INSTRUCTIONS FOR THE TASK
Please copy the rows from the line containing "TARGET = man holding violin" through the last of the rows, inclusive, substituting "fringe" for "bangs" and leaving everything else unchanged.
--
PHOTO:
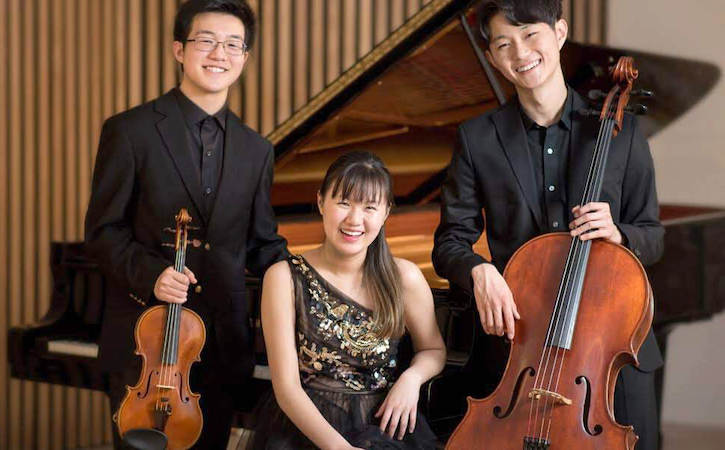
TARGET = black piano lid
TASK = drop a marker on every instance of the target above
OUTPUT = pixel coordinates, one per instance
(405, 98)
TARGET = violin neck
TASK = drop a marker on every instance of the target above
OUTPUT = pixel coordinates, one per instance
(170, 351)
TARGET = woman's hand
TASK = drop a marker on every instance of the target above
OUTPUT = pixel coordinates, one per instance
(400, 408)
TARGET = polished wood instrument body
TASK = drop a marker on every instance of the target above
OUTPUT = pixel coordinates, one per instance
(586, 309)
(169, 339)
(612, 324)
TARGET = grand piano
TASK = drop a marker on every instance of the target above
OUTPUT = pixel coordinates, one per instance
(404, 101)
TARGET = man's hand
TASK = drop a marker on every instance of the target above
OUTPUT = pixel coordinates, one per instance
(594, 220)
(494, 301)
(171, 286)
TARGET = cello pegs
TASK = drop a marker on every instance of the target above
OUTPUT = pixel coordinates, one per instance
(596, 94)
(588, 112)
(637, 109)
(642, 93)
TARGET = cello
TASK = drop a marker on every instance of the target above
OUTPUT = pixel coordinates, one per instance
(169, 338)
(588, 307)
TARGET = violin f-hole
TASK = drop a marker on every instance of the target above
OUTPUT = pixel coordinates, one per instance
(585, 410)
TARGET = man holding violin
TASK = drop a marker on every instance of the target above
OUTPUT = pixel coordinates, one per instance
(186, 149)
(525, 164)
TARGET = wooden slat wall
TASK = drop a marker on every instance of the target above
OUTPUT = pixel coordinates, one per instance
(68, 65)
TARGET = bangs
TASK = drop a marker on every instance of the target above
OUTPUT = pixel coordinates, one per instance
(364, 184)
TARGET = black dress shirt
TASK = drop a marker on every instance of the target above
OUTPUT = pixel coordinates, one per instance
(206, 135)
(549, 153)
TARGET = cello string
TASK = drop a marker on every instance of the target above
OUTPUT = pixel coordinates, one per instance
(591, 194)
(573, 261)
(582, 249)
(554, 322)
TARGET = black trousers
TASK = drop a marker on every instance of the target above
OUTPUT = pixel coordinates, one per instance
--
FULL ANSWER
TARGET = man holding violin
TASK = drop a marker on every instance of the target above
OUTPUT = pixel coordinates, one per instance
(186, 149)
(525, 164)
TARGET = wooden slat wall
TASK = drop a marker on every instance of the target above
OUTPUT = pixel coordinates, one per instance
(68, 65)
TARGET = fringe
TASK = drop a marker on every instance of the target above
OUTPUT = pixel coordinates, one per instance
(364, 184)
TARGET = black dress shirt
TASK = drop a marker on every instance of the target above
OUTPUT = pixel coordinates, one per instance
(206, 135)
(549, 153)
TARGET = cello string
TASK = drop a marker on every instance of the target above
OUTPUT = pixel coordinates, one per instance
(591, 194)
(573, 261)
(582, 249)
(554, 322)
TARGET = black trousers
TASK = drop a marker on every instance of the target above
OUTPUT = pixel coordinates, one per instance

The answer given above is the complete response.